__Text to read__
+ + +

Ethiopian prime
minister Hailemariam Desalegn in his second ever pres conference spoke of his country’s progress to
local and foreign media. He admits bureaucratic inefficiency and fiancé are the
bottleneck to Ethiopia’s decline in export. Which is one of the reasons why the
country is experiencing shortage of foreign exchange reserve. In July it only
had 2.3 billion Dollars, which is only good enough to buy two months of
imports. Apparently according to Ethiopia’s Finance & Economic Development
minister Ms. Sufian Ahmed the issue is expected to last much longer than the
next few years. Production of textile and leather are the hopeful goods to
bring in some foreign reserve. The premier also said, encouraging means to
increase remittance as well as encouraging the manufacturing sector with
finance will be other means to help over come the challenge.

+ + +

__Record list__
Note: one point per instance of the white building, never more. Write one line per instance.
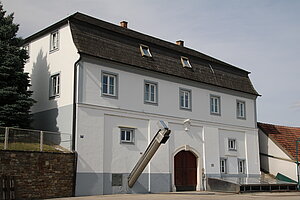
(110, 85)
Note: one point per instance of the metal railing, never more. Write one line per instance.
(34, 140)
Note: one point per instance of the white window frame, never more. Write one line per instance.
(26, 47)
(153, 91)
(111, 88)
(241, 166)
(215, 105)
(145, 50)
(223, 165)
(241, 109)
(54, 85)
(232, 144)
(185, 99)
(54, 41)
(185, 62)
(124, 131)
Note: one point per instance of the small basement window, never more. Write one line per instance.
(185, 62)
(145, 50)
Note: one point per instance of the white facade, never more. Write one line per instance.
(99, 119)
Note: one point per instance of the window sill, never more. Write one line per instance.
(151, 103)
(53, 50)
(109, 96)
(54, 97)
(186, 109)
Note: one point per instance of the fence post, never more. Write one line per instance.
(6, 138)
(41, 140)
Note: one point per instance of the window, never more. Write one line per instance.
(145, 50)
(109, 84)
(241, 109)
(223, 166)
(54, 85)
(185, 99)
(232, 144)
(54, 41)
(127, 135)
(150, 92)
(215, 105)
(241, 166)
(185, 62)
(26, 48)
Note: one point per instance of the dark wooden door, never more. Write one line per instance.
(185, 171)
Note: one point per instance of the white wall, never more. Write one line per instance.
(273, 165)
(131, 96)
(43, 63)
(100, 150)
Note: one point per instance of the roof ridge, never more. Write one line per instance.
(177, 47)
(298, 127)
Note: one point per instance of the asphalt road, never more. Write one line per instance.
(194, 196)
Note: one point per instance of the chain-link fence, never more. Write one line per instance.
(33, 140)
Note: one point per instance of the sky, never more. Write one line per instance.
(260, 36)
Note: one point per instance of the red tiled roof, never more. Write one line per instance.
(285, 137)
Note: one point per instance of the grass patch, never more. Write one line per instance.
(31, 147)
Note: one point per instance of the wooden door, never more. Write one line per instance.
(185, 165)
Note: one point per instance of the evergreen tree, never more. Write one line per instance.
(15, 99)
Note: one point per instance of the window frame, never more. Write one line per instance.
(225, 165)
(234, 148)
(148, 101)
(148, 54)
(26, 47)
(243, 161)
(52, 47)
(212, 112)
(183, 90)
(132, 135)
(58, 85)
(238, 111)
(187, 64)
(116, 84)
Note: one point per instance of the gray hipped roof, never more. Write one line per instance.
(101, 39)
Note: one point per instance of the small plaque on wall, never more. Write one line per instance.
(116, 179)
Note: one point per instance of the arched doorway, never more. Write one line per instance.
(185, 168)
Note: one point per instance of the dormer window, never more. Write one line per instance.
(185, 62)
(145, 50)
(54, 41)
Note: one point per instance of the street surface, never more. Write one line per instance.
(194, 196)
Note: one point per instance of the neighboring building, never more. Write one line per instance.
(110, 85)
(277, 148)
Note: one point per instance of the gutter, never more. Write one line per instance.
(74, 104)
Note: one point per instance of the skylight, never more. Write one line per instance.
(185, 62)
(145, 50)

+ + +

Decide whether each statement agrees with the text on Ethiopia's foreign exchange shortage, answering yes or no and quoting the deciding words. 1. In July, Ethiopia's foreign exchange reserve could cover two months of imports. 2. The shortage is expected to be resolved within the next few years. 3. Textile and leather production are named as hopeful sources of foreign reserve.

1. Yes: "In July it only had 2.3 billion Dollars, which is only good enough to buy two months of imports."
2. No: "the issue is expected to last much longer than the next few years."
3. Yes: "Production of textile and leather are the hopeful goods to bring in some foreign reserve."